→ **SUPPLIED RECORDS**
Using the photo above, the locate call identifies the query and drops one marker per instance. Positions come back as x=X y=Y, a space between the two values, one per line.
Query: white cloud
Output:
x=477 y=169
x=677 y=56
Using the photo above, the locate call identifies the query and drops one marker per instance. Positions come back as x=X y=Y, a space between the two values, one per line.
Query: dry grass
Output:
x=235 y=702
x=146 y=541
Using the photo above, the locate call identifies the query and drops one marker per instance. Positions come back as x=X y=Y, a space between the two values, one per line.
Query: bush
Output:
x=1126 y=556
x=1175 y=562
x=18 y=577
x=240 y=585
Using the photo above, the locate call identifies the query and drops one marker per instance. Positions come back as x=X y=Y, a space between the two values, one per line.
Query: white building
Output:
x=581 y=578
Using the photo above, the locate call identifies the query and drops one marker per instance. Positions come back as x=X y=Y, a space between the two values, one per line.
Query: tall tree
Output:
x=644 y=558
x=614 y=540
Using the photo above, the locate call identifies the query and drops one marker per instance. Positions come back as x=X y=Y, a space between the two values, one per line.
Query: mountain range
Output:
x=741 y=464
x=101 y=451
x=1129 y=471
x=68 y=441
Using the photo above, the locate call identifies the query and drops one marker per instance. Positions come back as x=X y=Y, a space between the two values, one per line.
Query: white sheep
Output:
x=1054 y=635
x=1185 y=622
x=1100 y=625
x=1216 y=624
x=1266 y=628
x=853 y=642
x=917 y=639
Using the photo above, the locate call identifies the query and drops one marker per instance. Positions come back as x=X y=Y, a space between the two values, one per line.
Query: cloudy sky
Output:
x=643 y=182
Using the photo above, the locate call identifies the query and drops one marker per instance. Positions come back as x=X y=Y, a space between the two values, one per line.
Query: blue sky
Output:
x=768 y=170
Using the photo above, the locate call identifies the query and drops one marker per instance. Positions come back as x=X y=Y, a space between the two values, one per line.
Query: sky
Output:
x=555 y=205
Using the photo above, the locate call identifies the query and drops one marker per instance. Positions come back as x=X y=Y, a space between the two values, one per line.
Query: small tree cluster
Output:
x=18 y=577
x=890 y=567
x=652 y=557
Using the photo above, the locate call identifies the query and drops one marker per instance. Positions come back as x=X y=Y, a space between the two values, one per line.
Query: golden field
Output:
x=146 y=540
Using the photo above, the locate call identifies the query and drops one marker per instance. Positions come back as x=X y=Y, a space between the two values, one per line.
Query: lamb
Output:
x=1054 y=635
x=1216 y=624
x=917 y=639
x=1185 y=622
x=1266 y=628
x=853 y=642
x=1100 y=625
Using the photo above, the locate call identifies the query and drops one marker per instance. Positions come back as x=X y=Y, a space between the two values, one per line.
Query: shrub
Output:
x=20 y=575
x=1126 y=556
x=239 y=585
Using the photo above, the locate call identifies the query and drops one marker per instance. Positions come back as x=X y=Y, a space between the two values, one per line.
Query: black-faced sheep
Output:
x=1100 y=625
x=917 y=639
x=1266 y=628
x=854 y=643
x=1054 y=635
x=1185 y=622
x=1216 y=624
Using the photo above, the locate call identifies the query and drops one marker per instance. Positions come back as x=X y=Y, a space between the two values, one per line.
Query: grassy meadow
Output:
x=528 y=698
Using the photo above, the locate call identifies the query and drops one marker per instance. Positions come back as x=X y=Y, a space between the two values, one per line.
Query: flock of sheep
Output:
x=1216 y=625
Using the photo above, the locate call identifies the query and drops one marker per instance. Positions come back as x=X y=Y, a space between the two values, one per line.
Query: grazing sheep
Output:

→ **INSTRUCTIONS TO FOLLOW**
Rewrite all of the rows above with "marker" changed to "pin" everywhere, leaving everything else as it is.

→ **TASK ANSWER**
Using the photo above, the locate call identifies the query and drops one pin per instance. Positions come back as x=X y=Y, a space between the two values, one per line.
Query: white cloud
Output:
x=477 y=169
x=677 y=56
Using the photo above, the locate call identifies the query and drops one pin per instance. Positions come back as x=X y=Y, a space between the two values, one per line.
Query: dry grass
Output:
x=235 y=702
x=146 y=541
Using the photo above, the locate call identifies the query and drops one pin per instance. Positions come back as x=X y=Y, a space between the two values, one per line.
Query: bush
Output:
x=1126 y=556
x=1175 y=562
x=18 y=577
x=240 y=585
Using the photo above, the locate call identifies the query and drops one pin per instance. Positions come back as x=X y=Y, a space between the two values, one per line.
Query: white building
Output:
x=581 y=578
Using the photo above, the locate call identifies the query and drops one pin per instance. Positions come back as x=X y=Y, a space between the two values, one per line.
Query: tall tree
Output:
x=644 y=558
x=614 y=540
Using the photo above, the locate call identifies the query and drops one pin per instance. Positions come back as x=X y=Y, a space between the two values, one per line.
Query: mountain range
Output:
x=741 y=464
x=101 y=451
x=1129 y=471
x=68 y=441
Using the photo above, the locate call identifies the query and drops one pin per instance. Positions come back as x=X y=Y, a space between the two values, one per line.
Query: white sheep
Output:
x=1054 y=635
x=1185 y=622
x=1100 y=625
x=1216 y=624
x=1266 y=628
x=853 y=642
x=917 y=639
Using the photo above, the locate call identifies the query and drops one pin per instance. Positions come back as x=X y=Y, a space between the two values, one per line.
Query: cloudy sky
Output:
x=643 y=182
Using the photo above, the locate call identifies the query and drops one pin per instance. Positions come back as x=X y=Y, a space between the two values, one per line.
Query: blue sky
Output:
x=768 y=170
Using the photo above, the locate call identifies the query and drops one pin per instance. Positions come back as x=X y=Y, a space between the two values, one per line.
Query: sky
Output:
x=555 y=205
Using the photo above, the locate call identifies the query and drops one pin per instance. Positions come back as x=X y=Y, a space between the two values, one per line.
Query: small tree cluster
Output:
x=18 y=577
x=890 y=567
x=652 y=557
Using the photo above, the locate call identifies the query and drops one pin per instance. Positions come back as x=X y=Y, a space between the two values, one per line.
Query: golden field
Output:
x=146 y=540
Using the photo above, the locate call identifies the query and drops one pin per instance. Positions come back as x=X y=Y, a space between the two values, one per line.
Query: lamb
Output:
x=1054 y=635
x=1216 y=624
x=917 y=639
x=1185 y=622
x=1266 y=628
x=853 y=642
x=1100 y=625
Using the photo above, the locate call identifies the query and drops one pin per instance. Positions come back as x=X y=Y, a space between the two values, one per line.
Query: shrub
Output:
x=20 y=575
x=1126 y=556
x=239 y=585
Using the photo above, the locate call identifies the query and drops one pin per instance. Positions come back as x=X y=Y, a space between the two values, one per line.
Query: black-faced sheep
Output:
x=1100 y=625
x=917 y=639
x=1266 y=628
x=854 y=643
x=1054 y=635
x=1185 y=622
x=1216 y=624
Using the photo above, the locate call identifies the query and drops one pin per instance. Positions come back as x=X y=Y, a space between the two values, one per line.
Query: grassy meadow
Output:
x=528 y=698
Using the photo above, the locate call identifies the query and drops one pin per instance. Positions come back as x=X y=Y, a space between the two values, one per line.
Query: flock of sheep
Output:
x=1216 y=625
Using the photo above, the locate call identifies the query and drops one pin per instance. Positions come back as x=X y=Y, a space between the two values, one per line.
Query: grazing sheep
Output:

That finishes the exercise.